Stated task: Tally the lines in the records below that contain the word "floor", counting only matches with the same case. Please reply with the number alone.

── Data rows ──

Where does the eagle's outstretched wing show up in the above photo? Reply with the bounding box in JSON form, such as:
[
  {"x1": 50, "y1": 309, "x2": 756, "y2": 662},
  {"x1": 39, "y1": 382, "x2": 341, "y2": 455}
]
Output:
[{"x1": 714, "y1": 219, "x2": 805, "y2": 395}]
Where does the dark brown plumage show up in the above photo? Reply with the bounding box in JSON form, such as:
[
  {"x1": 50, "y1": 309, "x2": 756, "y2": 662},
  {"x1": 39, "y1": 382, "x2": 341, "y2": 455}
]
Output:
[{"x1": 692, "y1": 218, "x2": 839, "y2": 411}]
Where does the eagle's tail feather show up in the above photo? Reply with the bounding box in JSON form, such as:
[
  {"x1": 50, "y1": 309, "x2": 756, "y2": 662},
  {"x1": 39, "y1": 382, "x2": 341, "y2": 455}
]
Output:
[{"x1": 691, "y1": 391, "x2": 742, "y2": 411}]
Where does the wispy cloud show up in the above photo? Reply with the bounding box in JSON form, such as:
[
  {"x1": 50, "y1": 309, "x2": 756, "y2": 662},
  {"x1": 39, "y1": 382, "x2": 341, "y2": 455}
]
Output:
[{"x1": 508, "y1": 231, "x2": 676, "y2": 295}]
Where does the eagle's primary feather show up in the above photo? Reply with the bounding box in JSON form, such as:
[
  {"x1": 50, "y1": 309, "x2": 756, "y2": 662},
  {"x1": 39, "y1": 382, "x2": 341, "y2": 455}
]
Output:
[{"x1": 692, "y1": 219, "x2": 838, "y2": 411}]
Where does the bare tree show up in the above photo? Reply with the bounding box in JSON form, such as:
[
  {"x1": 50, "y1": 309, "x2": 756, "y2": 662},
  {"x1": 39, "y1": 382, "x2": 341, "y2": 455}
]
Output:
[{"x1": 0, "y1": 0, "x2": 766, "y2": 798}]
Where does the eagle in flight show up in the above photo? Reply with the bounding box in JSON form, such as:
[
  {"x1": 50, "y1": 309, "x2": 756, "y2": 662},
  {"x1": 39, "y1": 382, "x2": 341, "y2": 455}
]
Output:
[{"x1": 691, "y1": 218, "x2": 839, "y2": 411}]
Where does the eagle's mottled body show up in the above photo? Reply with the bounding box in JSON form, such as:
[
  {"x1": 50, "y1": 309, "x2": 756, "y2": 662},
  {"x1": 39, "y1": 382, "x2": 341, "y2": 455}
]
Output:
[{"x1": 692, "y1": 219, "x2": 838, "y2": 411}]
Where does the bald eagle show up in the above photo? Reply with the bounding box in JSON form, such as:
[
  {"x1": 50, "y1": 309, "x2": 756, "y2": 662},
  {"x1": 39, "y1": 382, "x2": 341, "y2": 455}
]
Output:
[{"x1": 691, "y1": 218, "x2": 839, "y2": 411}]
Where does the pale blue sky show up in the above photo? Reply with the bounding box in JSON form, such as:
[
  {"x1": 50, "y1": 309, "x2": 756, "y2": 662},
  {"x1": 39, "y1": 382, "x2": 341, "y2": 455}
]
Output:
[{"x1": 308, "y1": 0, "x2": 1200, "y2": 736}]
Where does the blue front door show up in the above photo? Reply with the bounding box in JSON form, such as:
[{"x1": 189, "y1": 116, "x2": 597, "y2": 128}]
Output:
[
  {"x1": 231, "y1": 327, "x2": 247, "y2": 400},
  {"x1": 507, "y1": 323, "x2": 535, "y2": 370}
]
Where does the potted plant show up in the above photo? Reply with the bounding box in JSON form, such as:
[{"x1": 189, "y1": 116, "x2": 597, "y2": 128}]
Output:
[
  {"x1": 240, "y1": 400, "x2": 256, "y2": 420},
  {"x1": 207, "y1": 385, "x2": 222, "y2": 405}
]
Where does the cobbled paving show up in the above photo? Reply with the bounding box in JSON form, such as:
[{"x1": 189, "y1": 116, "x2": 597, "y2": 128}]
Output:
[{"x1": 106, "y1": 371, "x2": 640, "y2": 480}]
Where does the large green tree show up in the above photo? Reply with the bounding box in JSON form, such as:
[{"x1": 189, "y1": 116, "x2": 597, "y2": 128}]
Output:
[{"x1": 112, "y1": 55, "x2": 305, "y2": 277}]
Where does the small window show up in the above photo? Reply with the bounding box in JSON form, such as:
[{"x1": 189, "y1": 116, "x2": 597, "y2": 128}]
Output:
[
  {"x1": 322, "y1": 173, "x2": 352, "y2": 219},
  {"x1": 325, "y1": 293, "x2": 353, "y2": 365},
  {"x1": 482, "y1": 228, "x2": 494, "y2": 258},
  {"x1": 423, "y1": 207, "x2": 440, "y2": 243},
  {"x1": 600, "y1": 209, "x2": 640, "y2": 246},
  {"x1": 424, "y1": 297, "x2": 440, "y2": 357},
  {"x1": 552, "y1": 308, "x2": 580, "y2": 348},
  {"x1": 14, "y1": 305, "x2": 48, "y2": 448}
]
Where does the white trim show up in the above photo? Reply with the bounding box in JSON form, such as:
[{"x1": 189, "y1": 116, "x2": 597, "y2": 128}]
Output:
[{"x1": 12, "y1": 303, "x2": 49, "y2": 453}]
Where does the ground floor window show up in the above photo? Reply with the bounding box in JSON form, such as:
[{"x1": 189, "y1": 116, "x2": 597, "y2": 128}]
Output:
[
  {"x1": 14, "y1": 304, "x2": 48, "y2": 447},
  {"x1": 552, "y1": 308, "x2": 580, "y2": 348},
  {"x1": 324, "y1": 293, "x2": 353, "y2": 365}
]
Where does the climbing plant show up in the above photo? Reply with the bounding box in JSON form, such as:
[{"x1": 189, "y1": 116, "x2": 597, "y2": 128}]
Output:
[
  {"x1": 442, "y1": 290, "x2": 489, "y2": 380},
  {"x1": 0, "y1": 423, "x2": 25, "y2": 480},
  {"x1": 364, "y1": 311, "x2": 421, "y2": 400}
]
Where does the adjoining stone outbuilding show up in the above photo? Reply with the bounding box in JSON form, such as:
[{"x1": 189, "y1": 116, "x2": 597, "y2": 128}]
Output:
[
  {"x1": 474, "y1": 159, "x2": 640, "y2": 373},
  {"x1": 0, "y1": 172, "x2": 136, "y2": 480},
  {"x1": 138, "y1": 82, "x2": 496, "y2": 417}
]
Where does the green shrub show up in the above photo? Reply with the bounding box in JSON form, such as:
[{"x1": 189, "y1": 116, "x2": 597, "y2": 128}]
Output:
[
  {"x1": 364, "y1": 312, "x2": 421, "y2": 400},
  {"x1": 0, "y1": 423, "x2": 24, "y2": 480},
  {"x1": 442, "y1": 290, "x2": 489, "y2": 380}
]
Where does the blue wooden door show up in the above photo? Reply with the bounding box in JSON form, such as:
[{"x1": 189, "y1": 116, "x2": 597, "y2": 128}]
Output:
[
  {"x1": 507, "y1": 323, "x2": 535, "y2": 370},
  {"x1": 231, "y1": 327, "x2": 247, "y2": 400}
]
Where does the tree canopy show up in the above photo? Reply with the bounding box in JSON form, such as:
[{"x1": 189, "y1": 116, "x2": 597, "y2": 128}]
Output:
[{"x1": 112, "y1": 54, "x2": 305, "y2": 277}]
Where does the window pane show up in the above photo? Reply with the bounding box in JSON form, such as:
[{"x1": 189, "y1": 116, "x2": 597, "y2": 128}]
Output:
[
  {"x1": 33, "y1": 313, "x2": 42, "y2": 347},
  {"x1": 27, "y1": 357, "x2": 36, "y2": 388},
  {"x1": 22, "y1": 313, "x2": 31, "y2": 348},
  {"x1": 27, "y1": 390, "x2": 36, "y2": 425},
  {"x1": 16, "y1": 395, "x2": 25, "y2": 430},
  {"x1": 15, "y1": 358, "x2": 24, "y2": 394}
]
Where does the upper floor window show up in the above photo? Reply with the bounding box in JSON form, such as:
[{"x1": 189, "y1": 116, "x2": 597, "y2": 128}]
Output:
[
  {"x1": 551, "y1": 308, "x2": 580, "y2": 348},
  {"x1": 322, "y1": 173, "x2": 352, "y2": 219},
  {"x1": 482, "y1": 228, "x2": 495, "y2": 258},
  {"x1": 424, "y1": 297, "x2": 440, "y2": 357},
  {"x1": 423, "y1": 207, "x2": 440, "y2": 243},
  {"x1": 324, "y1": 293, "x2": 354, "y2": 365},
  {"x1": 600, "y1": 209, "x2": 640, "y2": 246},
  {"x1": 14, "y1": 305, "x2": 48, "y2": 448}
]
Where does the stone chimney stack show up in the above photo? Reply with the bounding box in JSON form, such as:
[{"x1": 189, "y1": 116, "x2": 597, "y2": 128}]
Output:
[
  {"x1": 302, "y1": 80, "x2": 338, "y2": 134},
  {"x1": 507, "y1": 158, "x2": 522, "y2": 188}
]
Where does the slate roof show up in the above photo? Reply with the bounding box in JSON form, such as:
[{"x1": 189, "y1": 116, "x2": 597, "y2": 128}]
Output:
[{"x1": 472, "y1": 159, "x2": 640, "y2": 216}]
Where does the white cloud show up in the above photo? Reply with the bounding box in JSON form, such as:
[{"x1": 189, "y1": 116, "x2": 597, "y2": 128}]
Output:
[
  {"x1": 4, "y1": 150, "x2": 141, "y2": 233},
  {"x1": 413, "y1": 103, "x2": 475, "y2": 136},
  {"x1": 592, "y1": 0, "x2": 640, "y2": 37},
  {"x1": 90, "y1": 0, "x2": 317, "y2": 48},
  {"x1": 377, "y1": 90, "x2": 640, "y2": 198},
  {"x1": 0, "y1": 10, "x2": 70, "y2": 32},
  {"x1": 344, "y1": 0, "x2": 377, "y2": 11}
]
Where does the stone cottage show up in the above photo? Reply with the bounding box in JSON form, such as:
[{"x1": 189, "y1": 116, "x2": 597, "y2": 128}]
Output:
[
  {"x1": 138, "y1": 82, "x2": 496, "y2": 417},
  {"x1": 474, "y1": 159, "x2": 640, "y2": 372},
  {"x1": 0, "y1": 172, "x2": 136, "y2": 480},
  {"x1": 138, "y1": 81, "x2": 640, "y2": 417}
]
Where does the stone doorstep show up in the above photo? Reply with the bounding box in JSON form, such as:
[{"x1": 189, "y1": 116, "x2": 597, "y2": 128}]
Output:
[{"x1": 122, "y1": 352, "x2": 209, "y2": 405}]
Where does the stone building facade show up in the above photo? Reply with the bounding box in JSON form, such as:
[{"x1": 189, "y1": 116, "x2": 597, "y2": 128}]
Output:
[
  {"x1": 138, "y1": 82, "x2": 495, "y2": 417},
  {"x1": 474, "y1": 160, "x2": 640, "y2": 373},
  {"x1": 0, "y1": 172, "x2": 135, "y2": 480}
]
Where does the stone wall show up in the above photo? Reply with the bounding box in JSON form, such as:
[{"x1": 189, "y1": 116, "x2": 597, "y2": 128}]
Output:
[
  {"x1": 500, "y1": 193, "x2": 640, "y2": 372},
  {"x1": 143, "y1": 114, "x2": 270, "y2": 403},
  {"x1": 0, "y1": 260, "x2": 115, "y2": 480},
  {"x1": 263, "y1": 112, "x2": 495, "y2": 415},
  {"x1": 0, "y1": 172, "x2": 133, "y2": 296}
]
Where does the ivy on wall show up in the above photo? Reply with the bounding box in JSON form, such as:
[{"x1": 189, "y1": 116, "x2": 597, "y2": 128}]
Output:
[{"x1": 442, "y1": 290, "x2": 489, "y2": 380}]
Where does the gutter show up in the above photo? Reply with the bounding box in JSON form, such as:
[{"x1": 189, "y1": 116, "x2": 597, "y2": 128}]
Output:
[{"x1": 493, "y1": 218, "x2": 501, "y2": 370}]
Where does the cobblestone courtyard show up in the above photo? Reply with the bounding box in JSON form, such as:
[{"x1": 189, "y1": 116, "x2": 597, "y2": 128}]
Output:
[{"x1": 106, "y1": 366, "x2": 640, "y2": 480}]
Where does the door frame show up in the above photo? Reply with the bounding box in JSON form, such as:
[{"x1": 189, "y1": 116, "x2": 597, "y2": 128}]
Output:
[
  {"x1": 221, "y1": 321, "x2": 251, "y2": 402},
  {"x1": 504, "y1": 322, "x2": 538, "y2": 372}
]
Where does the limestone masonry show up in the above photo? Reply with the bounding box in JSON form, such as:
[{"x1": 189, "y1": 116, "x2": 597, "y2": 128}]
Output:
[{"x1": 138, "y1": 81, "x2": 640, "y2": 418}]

───

Output for this task: 2